* **Aim**
Only the lines from the line containing "Can you find the player's knee?" to the end of the entries should be repeated, exactly as they appear.

* **Provided records**
— Start —

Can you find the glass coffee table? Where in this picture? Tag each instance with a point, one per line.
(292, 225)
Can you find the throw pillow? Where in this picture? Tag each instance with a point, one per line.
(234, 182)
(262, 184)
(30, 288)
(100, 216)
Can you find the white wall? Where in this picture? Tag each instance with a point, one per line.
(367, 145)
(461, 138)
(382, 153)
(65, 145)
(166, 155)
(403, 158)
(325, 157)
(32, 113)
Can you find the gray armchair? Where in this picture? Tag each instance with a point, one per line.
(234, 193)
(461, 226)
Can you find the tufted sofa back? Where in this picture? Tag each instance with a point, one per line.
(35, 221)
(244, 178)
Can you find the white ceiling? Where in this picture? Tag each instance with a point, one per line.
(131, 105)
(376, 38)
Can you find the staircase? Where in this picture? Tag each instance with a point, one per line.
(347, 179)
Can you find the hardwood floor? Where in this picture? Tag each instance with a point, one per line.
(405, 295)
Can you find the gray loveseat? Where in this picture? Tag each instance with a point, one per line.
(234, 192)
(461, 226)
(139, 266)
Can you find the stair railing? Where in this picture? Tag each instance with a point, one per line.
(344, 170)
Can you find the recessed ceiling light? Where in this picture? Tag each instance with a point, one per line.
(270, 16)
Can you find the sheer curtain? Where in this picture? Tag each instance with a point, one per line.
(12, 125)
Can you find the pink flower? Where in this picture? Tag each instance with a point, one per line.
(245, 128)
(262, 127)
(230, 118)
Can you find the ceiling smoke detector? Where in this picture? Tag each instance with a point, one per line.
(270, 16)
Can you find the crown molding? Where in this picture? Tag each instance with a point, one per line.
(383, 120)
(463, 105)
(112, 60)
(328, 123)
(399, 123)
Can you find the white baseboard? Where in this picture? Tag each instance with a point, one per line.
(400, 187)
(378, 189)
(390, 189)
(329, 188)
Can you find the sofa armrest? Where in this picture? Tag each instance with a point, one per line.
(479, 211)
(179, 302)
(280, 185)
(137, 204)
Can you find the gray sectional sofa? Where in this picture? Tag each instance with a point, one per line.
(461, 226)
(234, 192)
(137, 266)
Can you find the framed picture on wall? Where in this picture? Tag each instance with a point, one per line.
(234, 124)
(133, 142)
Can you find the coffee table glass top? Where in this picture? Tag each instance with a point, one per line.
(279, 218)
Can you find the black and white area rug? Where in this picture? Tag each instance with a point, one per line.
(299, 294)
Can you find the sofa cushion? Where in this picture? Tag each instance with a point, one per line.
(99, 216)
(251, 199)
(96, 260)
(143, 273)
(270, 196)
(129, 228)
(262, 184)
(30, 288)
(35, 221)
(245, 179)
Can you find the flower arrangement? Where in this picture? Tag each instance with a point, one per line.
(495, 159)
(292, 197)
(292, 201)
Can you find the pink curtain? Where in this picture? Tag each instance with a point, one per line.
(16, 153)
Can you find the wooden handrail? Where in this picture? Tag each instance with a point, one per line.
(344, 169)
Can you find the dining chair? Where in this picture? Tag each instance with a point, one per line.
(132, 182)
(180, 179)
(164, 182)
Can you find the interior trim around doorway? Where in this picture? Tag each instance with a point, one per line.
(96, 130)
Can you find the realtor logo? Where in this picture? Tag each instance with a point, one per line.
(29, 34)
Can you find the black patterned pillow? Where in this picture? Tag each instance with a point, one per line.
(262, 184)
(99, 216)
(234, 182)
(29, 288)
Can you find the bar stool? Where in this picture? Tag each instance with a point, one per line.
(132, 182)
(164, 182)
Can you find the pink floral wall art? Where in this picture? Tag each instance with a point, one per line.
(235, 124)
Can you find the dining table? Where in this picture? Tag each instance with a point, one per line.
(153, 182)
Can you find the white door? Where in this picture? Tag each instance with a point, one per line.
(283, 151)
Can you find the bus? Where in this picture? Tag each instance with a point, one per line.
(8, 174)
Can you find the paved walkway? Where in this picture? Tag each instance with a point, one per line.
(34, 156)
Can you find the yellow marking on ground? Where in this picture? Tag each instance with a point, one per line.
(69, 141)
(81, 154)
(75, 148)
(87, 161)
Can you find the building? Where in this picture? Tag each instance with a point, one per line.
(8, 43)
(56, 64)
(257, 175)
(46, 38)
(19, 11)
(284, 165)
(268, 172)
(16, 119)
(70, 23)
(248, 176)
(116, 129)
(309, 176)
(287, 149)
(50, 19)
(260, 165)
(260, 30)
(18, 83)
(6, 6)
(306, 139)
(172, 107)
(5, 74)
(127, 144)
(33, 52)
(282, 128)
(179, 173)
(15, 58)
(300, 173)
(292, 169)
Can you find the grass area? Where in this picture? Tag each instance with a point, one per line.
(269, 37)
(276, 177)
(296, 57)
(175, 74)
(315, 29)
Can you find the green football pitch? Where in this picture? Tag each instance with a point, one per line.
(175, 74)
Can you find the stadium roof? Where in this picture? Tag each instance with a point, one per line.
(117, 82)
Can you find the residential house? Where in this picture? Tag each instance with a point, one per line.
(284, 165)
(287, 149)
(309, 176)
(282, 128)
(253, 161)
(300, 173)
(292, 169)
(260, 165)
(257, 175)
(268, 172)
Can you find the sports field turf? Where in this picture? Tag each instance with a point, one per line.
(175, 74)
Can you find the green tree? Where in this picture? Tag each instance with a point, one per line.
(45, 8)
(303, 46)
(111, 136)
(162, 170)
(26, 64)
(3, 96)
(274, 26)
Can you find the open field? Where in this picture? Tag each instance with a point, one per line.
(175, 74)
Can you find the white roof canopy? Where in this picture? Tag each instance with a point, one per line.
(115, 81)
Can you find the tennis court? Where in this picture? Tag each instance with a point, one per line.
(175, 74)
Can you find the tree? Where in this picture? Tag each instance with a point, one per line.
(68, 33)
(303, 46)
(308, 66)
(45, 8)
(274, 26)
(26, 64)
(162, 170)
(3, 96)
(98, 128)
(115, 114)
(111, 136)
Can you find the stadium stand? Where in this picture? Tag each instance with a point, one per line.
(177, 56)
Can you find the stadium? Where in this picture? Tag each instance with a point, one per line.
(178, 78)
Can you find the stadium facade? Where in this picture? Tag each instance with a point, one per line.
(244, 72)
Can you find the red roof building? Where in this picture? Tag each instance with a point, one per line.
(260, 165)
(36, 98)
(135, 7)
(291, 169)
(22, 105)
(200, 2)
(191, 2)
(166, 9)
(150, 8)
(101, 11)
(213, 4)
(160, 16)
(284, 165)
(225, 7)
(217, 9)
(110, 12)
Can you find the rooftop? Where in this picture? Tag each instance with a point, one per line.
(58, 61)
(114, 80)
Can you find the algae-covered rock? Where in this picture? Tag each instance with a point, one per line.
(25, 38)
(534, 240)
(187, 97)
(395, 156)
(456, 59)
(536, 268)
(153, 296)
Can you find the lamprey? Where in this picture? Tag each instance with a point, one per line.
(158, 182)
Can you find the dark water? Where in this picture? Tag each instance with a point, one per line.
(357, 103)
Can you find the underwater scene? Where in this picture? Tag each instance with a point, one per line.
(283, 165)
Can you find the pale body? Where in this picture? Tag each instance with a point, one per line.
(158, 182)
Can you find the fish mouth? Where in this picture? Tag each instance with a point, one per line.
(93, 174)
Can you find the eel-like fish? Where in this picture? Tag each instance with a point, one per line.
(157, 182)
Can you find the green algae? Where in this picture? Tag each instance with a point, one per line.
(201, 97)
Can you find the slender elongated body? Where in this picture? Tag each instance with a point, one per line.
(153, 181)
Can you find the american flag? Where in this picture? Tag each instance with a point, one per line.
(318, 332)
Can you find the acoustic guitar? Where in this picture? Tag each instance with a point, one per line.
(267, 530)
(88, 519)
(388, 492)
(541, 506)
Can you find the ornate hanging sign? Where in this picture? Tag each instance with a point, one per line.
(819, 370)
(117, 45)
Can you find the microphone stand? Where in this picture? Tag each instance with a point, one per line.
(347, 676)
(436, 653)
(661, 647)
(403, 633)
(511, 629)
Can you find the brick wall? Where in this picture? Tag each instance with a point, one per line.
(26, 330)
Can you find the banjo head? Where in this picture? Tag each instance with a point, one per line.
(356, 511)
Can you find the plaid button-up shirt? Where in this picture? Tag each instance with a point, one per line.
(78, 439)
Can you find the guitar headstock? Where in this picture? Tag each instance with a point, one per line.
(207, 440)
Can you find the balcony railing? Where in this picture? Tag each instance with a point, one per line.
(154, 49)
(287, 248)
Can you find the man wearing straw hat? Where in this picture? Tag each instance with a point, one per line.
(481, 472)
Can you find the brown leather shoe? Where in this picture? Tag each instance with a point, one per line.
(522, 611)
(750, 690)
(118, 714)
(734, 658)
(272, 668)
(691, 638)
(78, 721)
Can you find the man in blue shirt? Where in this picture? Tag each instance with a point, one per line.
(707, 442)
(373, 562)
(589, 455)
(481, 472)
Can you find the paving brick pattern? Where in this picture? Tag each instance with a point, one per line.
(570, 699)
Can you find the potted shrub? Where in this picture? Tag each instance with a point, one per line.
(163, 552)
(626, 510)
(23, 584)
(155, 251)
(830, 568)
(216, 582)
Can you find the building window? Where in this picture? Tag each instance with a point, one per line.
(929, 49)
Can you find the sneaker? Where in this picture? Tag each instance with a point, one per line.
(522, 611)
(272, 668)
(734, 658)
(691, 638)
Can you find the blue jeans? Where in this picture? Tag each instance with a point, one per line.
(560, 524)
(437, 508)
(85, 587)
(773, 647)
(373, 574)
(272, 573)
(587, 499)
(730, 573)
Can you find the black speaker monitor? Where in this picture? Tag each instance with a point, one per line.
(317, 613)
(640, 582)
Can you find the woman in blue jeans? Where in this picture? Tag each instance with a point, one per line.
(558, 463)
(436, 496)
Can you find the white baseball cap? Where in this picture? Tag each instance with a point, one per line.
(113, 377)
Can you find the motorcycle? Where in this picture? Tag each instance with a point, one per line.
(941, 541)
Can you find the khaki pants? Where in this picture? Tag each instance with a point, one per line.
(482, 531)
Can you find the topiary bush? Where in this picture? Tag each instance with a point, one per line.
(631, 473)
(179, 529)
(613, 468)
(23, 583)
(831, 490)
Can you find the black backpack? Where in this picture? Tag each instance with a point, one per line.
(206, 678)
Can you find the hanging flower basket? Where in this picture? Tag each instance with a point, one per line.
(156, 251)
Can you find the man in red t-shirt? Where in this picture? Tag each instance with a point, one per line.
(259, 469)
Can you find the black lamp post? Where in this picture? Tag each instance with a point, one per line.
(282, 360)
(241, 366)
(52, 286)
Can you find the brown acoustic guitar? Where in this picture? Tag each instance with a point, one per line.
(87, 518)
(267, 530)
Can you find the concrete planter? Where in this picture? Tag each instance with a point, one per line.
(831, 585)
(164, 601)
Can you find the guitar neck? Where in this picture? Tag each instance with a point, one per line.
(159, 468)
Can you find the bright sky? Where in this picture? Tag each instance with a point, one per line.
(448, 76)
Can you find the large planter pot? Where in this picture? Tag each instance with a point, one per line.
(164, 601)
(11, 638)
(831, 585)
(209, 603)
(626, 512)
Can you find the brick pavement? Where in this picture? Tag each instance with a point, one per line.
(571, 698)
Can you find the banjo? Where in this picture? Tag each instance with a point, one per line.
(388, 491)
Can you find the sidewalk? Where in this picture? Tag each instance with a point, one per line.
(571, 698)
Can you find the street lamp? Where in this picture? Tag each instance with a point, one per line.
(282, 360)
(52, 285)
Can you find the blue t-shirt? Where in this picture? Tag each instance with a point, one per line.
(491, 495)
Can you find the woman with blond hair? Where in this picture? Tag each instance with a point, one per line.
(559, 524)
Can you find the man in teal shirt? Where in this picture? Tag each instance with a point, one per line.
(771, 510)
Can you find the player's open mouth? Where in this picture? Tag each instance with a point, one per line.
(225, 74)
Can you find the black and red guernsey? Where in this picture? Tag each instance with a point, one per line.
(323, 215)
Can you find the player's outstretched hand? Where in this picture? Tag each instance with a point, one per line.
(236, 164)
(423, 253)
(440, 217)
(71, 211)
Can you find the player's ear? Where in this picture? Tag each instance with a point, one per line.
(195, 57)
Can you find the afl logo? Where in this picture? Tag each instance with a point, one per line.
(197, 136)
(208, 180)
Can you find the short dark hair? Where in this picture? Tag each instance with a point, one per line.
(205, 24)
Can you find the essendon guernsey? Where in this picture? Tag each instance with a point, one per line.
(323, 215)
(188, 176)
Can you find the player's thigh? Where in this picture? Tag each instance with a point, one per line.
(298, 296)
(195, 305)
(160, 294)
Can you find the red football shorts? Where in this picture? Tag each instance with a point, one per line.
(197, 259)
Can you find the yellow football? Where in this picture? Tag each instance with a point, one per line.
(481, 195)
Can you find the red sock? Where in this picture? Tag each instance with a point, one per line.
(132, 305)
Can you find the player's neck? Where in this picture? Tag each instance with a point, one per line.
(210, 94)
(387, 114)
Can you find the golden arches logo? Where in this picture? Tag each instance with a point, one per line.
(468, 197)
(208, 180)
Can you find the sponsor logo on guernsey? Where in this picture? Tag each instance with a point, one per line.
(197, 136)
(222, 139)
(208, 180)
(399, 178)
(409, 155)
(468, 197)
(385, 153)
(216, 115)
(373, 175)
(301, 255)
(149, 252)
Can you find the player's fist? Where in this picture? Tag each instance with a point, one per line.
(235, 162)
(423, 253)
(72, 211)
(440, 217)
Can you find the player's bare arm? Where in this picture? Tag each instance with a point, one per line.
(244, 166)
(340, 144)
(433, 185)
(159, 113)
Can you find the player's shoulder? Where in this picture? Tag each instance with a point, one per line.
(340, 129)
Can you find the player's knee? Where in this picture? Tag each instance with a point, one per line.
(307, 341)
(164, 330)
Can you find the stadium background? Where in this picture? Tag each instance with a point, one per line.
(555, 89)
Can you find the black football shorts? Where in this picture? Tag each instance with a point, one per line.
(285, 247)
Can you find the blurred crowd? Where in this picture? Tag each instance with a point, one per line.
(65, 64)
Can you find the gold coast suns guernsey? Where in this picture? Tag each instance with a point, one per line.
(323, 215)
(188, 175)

— End —

* **Problem solution**
Can you find the player's knee? Where in this picture? Tag each instance with a point, one per line.
(307, 341)
(164, 330)
Can you find the stadium background? Where in this picture? Tag each instance with a point, one per line.
(555, 89)
Can you find the black football shorts? Where in this picture? Tag each instance with a point, one per line.
(285, 247)
Can you find the blurred crowd? Where in this picture? Tag each instance with a point, one per line.
(65, 64)
Can you find the gold coast suns guernsey? Where in this picture? Tag each instance with a point, one per line.
(323, 215)
(188, 175)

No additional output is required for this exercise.